Monday, 30 March 2009

Day Four and catching up

Mac was taken to school by Granny today. I insisted and all but threw them out of the door. Then I felt terrible and rang Dawn, asking her to text me when they arrived at school. "Take a stroll along Nunhead Lane afterwards Amelia!" I said cheerily as they departed and I slumped onto the sofa. It's no exaggeration to say that it's been hell for the past couple of days. Those without in-laws (or those with nice in-laws) gape at me when I start snarling about Amelia but David left for work early today and was whistling.

Thursday, when she arrived, set the scene for her entire stay so far. David tells me it can only get better but, as he was telling me this from a restaurant at Tower Bridge and I was sitting here with her and a frugal ham sandwich, I'm not convinced. Apparently, he is looking peaky - amazing that she knew seeing as this statement was made three hours before arrived home on Thursday night. David's Ex Wife "knew how to look after him" - this was said as she sifted through the ironing basket after twenty minutes on the premises. I am also "ruining Mackenzie" by letting him have half an hour of television before David comes home. This from a woman who gave him three bags of Haribo sweets when he got home from school and refused to let me put some away for later. "Leave him! Children need to make choices". Mac didn't make any choices between the bears or the strawberries or the sour mix but poured them all in a bowl and got down to munching. Said bowl is now somewhere unaccessible for a five year old. She asked me yesterday what I'd done with them - I professed not to hear and turned the radio up.
****
From the diary entry above, print the stretch that opens with "Day Four and" and closes with "and was whistling.", word for word.

- [Excerpted records]:
****
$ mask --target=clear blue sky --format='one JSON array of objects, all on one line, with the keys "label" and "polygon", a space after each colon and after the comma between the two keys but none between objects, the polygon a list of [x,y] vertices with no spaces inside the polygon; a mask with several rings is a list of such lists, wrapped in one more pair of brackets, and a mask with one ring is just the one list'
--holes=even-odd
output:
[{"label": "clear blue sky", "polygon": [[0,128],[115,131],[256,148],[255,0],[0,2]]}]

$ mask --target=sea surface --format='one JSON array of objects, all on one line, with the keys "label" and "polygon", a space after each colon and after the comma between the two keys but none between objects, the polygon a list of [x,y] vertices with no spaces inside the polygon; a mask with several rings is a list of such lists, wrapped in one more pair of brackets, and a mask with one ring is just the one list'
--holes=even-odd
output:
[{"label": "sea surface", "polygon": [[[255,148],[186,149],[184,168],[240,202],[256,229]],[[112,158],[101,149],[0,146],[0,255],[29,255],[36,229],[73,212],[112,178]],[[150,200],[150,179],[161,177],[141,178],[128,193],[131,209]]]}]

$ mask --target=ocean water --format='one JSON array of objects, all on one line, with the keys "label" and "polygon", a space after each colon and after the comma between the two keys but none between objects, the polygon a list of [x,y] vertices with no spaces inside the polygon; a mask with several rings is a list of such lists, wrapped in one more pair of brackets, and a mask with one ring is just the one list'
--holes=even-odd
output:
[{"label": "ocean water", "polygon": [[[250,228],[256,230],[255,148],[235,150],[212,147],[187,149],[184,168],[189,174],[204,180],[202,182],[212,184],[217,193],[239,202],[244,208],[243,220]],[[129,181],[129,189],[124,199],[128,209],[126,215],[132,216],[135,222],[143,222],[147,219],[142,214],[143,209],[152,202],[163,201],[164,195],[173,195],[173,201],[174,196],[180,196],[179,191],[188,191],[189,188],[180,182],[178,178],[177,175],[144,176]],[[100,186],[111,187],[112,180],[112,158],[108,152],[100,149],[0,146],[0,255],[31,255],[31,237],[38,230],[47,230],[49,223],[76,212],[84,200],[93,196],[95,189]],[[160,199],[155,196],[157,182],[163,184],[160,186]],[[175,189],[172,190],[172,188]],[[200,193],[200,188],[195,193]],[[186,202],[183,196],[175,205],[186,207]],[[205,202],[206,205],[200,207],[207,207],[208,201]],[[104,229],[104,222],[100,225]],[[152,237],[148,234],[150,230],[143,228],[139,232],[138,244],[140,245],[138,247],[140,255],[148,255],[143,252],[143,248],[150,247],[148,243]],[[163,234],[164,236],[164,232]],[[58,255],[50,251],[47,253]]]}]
****
- [Task result]:
Day Four and catching up

Mac was taken to school by Granny today. I insisted and all but threw them out of the door. Then I felt terrible and rang Dawn, asking her to text me when they arrived at school. "Take a stroll along Nunhead Lane afterwards Amelia!" I said cheerily as they departed and I slumped onto the sofa. It's no exaggeration to say that it's been hell for the past couple of days. Those without in-laws (or those with nice in-laws) gape at me when I start snarling about Amelia but David left for work early today and was whistling.